GIVEN PASSAGE –
☆ ☆ ☆ ☆
Known Issues & Active Problems¶
[!warning] Infrastructure Health Summary Critical Issues: 2 Warnings: 4 Healthy: Cluster operational, most services running
Critical Issues¶
1. ELK Stack Completely Offline 🔴¶
Severity: Critical Impact: No centralized logging infrastructure Services Affected: Elasticsearch, Logstash, Logstash-cacher, Kibana
[!danger] Blind Operations Mode Without the ELK stack, there is no centralized log aggregation or analysis. Troubleshooting requires direct container/service log access.
Current Status: - Elasticsearch: 0/0 replicas (scaled down) - Logstash: 0/0 replicas (scaled down) - Logstash-cacher: 0/0 replicas (GELF endpoint offline) - Kibana: 0/0 replicas (no UI access)
☆ ☆ ☆ ☆
RECORDS TO PROCESS –
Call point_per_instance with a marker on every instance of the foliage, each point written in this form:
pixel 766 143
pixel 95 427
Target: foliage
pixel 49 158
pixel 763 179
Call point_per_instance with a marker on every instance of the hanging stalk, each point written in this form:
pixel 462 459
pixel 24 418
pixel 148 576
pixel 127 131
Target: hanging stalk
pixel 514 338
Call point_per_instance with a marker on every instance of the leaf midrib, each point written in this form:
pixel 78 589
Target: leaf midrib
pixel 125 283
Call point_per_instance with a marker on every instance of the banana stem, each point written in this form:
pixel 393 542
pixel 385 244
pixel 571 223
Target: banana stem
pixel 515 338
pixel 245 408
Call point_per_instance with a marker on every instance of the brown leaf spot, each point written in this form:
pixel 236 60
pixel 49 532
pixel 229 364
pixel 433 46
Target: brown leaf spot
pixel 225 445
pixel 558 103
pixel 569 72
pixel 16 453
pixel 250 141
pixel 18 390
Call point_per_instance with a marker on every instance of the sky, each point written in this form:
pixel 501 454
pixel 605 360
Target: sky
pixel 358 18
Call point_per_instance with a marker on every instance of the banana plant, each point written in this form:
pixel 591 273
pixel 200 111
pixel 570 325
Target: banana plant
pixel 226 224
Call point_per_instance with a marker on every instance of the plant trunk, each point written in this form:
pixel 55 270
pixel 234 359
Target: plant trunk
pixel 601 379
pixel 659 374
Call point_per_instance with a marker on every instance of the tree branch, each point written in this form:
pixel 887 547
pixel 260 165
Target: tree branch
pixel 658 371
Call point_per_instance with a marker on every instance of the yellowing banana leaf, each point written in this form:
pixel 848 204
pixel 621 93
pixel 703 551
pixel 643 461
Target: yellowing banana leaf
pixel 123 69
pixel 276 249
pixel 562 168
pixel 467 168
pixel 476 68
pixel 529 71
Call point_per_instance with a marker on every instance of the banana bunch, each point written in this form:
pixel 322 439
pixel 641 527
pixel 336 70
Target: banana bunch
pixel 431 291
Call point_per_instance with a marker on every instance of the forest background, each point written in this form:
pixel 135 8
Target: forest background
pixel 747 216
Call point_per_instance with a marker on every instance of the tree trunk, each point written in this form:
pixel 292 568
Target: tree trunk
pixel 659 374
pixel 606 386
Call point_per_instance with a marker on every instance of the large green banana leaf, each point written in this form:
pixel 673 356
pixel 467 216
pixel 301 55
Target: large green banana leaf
☆ ☆ ☆ ☆
TASK REQUIREMENTS –
- 1) Reproduce verbatim the stretch of the known-issues page from "Current Status: - Elasticsearch: 0/0" through "(no UI access)".
- 2) Return each line of the listing in which the word "stalk" appears.
The listing is unrelated to the known-issues page.

TASK-BY-TASK SOLUTIONS –
- 1)
Current Status: - Elasticsearch: 0/0 replicas (scaled down) - Logstash: 0/0 replicas (scaled down) - Logstash-cacher: 0/0 replicas (GELF endpoint offline) - Kibana: 0/0 replicas (no UI access)

- 2)
Call point_per_instance with a marker on every instance of the hanging stalk, each point written in this form:
Target: hanging stalk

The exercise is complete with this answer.